Your task:
Reproduce the records verbatim, from the line containing "subject: saddle pad" up to and including the final line of the records.

Supplied records:
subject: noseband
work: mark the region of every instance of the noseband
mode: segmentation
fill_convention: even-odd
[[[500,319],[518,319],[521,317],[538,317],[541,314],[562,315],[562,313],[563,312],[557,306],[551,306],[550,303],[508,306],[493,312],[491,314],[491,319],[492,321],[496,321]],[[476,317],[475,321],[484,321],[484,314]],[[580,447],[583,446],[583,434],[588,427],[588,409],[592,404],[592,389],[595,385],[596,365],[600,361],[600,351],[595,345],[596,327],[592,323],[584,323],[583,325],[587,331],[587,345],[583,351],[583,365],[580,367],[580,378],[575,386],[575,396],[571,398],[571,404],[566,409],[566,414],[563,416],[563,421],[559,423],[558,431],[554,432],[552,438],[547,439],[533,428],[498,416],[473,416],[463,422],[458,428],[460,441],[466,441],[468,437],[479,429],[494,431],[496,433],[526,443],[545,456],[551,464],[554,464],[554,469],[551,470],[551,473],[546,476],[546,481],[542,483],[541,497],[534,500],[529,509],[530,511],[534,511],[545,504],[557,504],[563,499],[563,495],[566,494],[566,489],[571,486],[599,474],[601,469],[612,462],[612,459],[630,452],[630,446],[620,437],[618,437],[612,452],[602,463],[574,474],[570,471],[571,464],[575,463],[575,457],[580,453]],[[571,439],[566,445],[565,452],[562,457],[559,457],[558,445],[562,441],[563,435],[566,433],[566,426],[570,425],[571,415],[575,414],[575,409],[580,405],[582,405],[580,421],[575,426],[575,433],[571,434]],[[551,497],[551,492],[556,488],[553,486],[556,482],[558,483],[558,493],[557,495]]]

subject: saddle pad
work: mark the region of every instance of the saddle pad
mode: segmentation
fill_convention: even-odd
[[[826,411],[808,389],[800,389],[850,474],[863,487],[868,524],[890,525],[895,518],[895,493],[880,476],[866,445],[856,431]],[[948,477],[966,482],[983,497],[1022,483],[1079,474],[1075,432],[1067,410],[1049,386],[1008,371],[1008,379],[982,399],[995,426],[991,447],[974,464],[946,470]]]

Exercise response:
subject: saddle pad
work: mark the region of every instance of the saddle pad
mode: segmentation
fill_convention: even-odd
[[[826,411],[808,389],[800,389],[850,474],[863,487],[868,524],[890,525],[895,518],[895,493],[880,476],[866,445],[856,431]],[[948,477],[966,482],[983,497],[1022,483],[1079,474],[1075,432],[1067,410],[1049,386],[1008,371],[1008,379],[982,399],[995,426],[991,447],[974,464],[946,470]]]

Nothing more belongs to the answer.